Required task
Make an exact copy of the entries below with the pictures removed.

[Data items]
______
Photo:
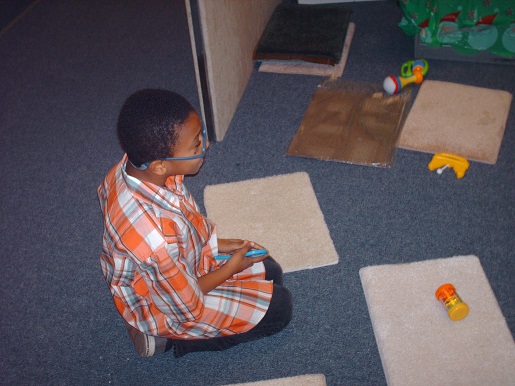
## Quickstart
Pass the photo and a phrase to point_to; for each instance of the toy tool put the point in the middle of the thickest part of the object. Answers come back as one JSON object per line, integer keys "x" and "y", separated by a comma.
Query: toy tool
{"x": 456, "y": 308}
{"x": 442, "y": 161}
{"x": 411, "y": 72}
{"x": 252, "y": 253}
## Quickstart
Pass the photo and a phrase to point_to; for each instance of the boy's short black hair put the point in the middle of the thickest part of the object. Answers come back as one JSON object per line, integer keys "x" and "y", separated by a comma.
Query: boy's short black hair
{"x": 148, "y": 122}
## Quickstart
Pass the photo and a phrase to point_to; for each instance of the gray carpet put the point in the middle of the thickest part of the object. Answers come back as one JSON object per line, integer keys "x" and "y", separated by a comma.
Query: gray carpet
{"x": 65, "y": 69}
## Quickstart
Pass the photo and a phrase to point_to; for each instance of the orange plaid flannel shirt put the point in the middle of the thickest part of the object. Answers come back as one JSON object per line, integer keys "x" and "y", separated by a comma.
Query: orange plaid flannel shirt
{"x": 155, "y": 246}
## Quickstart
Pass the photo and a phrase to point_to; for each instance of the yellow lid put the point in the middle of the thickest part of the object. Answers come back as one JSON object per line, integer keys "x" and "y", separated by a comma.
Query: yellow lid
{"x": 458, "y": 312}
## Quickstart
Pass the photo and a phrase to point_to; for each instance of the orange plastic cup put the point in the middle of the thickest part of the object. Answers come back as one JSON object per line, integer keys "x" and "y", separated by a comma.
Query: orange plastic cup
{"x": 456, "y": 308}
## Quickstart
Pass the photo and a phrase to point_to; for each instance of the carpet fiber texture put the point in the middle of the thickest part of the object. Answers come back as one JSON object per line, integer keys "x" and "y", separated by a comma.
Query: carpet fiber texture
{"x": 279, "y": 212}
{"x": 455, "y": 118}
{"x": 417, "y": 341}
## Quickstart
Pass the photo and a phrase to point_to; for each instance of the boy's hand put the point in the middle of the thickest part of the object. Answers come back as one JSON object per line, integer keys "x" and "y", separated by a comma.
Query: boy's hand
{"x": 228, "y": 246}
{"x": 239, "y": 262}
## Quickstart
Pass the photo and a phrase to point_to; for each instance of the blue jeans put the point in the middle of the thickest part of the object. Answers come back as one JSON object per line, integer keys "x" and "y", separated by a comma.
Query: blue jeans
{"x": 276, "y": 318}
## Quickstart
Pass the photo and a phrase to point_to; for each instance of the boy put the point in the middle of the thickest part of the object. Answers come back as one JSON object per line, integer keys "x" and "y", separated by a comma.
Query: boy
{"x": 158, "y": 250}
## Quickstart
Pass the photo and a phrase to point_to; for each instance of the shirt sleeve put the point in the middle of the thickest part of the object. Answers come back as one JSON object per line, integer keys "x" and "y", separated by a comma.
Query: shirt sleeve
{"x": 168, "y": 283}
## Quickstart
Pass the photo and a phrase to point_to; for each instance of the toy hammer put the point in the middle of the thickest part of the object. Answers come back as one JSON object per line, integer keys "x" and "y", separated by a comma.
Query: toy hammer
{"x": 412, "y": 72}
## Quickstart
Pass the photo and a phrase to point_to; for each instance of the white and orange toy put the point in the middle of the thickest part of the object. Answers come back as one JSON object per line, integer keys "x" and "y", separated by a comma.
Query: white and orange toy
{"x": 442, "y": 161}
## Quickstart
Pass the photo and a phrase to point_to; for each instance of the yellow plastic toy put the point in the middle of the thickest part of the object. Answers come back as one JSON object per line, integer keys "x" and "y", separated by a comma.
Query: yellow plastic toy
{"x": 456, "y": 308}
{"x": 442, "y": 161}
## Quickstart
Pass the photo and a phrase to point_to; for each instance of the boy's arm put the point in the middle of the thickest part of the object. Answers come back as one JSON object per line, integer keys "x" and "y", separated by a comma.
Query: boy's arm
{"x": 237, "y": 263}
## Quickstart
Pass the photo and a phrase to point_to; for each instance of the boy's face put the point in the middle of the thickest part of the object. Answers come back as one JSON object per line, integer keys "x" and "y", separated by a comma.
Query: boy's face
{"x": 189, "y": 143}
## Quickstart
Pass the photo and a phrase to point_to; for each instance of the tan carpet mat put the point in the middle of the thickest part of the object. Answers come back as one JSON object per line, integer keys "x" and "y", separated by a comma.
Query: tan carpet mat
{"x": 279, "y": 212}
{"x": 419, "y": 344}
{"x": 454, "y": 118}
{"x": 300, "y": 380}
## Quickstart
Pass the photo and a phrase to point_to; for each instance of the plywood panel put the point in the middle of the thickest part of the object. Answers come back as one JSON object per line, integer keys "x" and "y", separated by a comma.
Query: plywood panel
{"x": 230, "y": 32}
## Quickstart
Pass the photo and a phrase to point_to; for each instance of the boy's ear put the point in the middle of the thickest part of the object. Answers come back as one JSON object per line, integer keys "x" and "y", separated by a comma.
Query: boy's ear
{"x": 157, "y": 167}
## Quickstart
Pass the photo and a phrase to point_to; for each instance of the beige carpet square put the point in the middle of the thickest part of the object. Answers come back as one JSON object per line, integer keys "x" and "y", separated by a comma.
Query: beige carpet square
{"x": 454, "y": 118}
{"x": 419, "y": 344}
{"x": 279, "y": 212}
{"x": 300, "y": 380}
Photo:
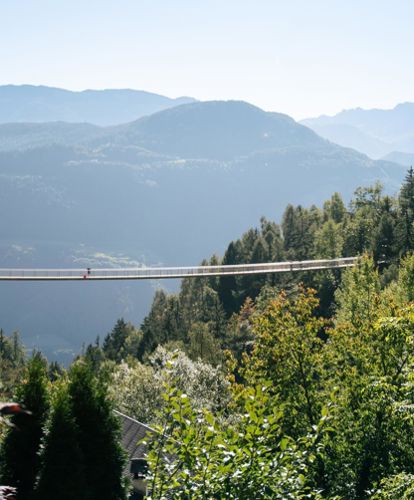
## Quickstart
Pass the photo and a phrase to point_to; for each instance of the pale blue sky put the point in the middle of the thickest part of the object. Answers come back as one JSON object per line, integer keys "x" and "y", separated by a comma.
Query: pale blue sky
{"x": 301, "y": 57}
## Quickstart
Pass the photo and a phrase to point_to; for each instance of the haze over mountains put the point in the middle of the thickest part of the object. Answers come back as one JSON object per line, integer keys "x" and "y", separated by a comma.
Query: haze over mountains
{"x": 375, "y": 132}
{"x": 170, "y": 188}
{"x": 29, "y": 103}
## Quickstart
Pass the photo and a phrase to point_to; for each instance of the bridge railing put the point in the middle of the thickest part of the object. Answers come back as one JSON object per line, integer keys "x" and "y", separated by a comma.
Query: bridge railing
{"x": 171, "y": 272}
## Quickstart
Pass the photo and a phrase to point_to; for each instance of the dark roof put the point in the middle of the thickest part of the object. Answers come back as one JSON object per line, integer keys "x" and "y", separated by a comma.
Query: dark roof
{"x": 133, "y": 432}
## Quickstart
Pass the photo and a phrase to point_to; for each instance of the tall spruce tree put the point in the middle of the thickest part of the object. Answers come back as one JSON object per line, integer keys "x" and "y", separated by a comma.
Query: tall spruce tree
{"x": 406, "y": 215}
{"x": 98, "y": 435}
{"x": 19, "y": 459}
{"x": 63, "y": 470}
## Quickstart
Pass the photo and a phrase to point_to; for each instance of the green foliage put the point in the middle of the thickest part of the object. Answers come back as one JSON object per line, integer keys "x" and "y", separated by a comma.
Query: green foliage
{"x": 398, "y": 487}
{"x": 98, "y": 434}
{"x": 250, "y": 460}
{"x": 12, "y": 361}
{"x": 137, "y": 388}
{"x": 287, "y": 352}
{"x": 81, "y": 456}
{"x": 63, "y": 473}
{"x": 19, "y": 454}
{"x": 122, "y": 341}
______
The response
Photo:
## Quickstart
Pass the photo and a phrase to point_to; for each instance of the toy tool put the point in the middle of the thickest part of the object. Answers come back as one JSON object per line, integer keys "x" and "y", separated by a comma.
Query: toy tool
{"x": 456, "y": 308}
{"x": 442, "y": 161}
{"x": 411, "y": 72}
{"x": 252, "y": 253}
## Quickstart
Pass the photo and a phrase to point_to; for each instance of the boy's short black hair put the point in the middle of the thickest part of the object. Answers come back as one JSON object per line, integer keys "x" and "y", separated by a comma.
Query: boy's short black hair
{"x": 148, "y": 122}
## Quickstart
Pass the photo and a phrase to point_to; for each instance of the gray carpet put the point in the middle of the thickest part of the object. Answers come back as one JSON object per line, integer keys "x" and "y", separated by a comma.
Query: gray carpet
{"x": 65, "y": 69}
## Quickstart
Pass the photo and a phrase to point_to; for each instance of the orange plaid flannel shirt put the point in the middle of the thickest part of the object. Answers come back as one JSON object per line, integer keys "x" and "y", separated by a comma.
Query: orange plaid flannel shirt
{"x": 155, "y": 246}
## Quickstart
Pass the photo and a phrase to point_to; for each instance of the yellow lid put the point in the middle of the thickest part of the object. Answers come back as one JSON object per line, integer keys "x" and "y", separated by a comma.
Query: yellow lid
{"x": 458, "y": 312}
## Quickstart
Pass the photo and a phrase to point_to; for each instance of the orange plastic cup put the point in the middle of the thickest part of the object. Answers come back as one JSON object per line, integer keys "x" and "y", separated by a comma.
Query: orange plastic cup
{"x": 456, "y": 308}
## Quickstart
Pass the photo and a phrase to point_to; for each instance of the carpet fiber texture put the point in the middle of the thickest part of the object. Answers come back as one JSON object per line, integer keys "x" and "y", separated by a comma.
Query: carpet fiber texture
{"x": 279, "y": 212}
{"x": 455, "y": 118}
{"x": 417, "y": 341}
## Quickstart
Pass the photo and a phrase to point_to; for each instance of the boy's hand put the point in the middle of the thickest part of the object. Answers come back as one JSON object per line, integer keys "x" and "y", separated by a comma.
Query: boy's hand
{"x": 228, "y": 246}
{"x": 239, "y": 262}
## Quickstart
Pass the photo and a phrase to point_to; for each instance of the blue jeans put the point in the middle of the thickest part of the object. Answers come back as one JSON object per line, integer keys "x" and "y", separated by a comma.
Query: blue jeans
{"x": 276, "y": 318}
## Quickstart
Pass the photo and a phrase to point_to; for each instance of the boy put the point in the middle of the thickest part of the object. Answers come back as one JSON object per line, integer keys "x" and "y", separated by a comma.
Query: boy
{"x": 158, "y": 250}
## Quickstart
Pass the photo and a phrase to point_to; for each instance of the shirt sleeve put the point in the middle of the thickest part of the object. Answers come back as one JSON object per line, integer keys "x" and "y", separated by a comma.
Query: shirt sleeve
{"x": 168, "y": 283}
## Quickstart
Pass the photo and a phrase to point_to; for each instance of the toy hammer put the point in the middle of the thickest part of the object. Answers come back as one JSON object per line, integer keys "x" and "y", separated by a comma.
Query: toy hammer
{"x": 412, "y": 72}
## Quickstart
Pass the photo and a phrase to point_to; for each instance of the white and orange toy put the point in the middle of the thickest part of the object. Answers come back as one JSON object per line, integer keys "x" and "y", separated by a comma.
Query: white and orange toy
{"x": 442, "y": 161}
## Quickstart
Pass the photo and a phrase to point_to; for each instance of the yellow plastic toy put the point in the middle of the thickest part of the object. Answers come back as one JSON object per line, integer keys "x" and "y", separated by a comma.
Query: yellow plastic toy
{"x": 456, "y": 308}
{"x": 442, "y": 161}
## Quickstart
Pass the photo and a phrase to point_to; for each instance of the boy's arm put the point in the middle of the thickest part of the object. Answers come back as one JSON object per line, integer keys "x" and "y", separated by a comma.
Query: boy's arm
{"x": 237, "y": 263}
## Quickstart
Pass the photo and a phrase to point_to; for each instance of the boy's face put the point in the middle of the thickest part of the object. Answers come back as one JSON object per line, integer keys "x" and "y", separated by a comma.
Query: boy's face
{"x": 189, "y": 143}
## Quickstart
Pass the photo and a phrase to point_to; for each instance of the tan carpet mat put the point in the middle of the thickest part of the object. Answers come back as one JSON object per line, integer keys "x" and "y", separated by a comma.
Query: tan carpet mat
{"x": 279, "y": 212}
{"x": 419, "y": 344}
{"x": 454, "y": 118}
{"x": 300, "y": 380}
## Quickstart
Pass the photo and a phrase to point_to; for each instance of the plywood panel put the point in the middle of the thickest part of the object. Answers come back as one JSON object per line, integer keys "x" and "y", separated by a comma.
Query: plywood panel
{"x": 230, "y": 32}
## Quickstart
Pass the photo and a phrase to point_to; for each instance of the boy's ear put the point in the middle of the thickest part of the object. Answers come back as one JSON object per line, integer keys "x" and "y", separated by a comma.
Query: boy's ear
{"x": 157, "y": 167}
## Quickstart
Pass the photo and a phrase to point_to; for each instance of the beige carpet square put the point in the middle of the thickest part of the object. Answers come back as one JSON object per line, integer keys "x" and "y", separated by a comma.
Query: beige carpet square
{"x": 454, "y": 118}
{"x": 419, "y": 344}
{"x": 279, "y": 212}
{"x": 300, "y": 380}
Photo:
## Quickstart
Pass the photo and a phrase to point_to; for each instance of the pale blue sky put the point in the middle of the thickest part of the object. Answers come back as one JSON object per line, integer keys "x" and "y", separated by a comma.
Query: pale blue sky
{"x": 301, "y": 57}
## Quickstart
Pass the photo and a phrase to point_to; for each instance of the haze over mountains put the point in the middle of the thickest part of the object. Answers come back as one JSON object per line, integer keys "x" and "y", separated by a comma.
Query: haze over mountains
{"x": 375, "y": 132}
{"x": 170, "y": 188}
{"x": 29, "y": 103}
## Quickstart
Pass the photo and a phrase to point_to; for each instance of the bridge railing put the point in the middle of the thickest part of the object. Answers come back as one JSON object per line, integer keys "x" and "y", separated by a comma.
Query: bridge railing
{"x": 171, "y": 272}
## Quickstart
Pass the photo and a phrase to point_to; for each instance of the dark roof put the point in the middle of the thickest part of the object. Answers come back as one JSON object per line, integer keys "x" and "y", separated by a comma.
Query: dark roof
{"x": 133, "y": 432}
## Quickstart
Pass the photo and a phrase to point_to; for each instance of the tall spruce tree put the point in the middle of the thickest part of the object. Answers come back as one JSON object per line, integer keys "x" and "y", separated by a comma.
Query: tall spruce tree
{"x": 406, "y": 215}
{"x": 98, "y": 435}
{"x": 19, "y": 459}
{"x": 63, "y": 470}
## Quickstart
Pass the photo and a phrase to point_to; for each instance of the green foliage put the point in the middle of the thickest part of the object. Answers come back as one JSON object per line, integer keys "x" and "y", separated by a comma.
Query: green foliage
{"x": 398, "y": 487}
{"x": 98, "y": 434}
{"x": 250, "y": 460}
{"x": 12, "y": 361}
{"x": 137, "y": 388}
{"x": 287, "y": 352}
{"x": 81, "y": 456}
{"x": 63, "y": 473}
{"x": 19, "y": 454}
{"x": 122, "y": 341}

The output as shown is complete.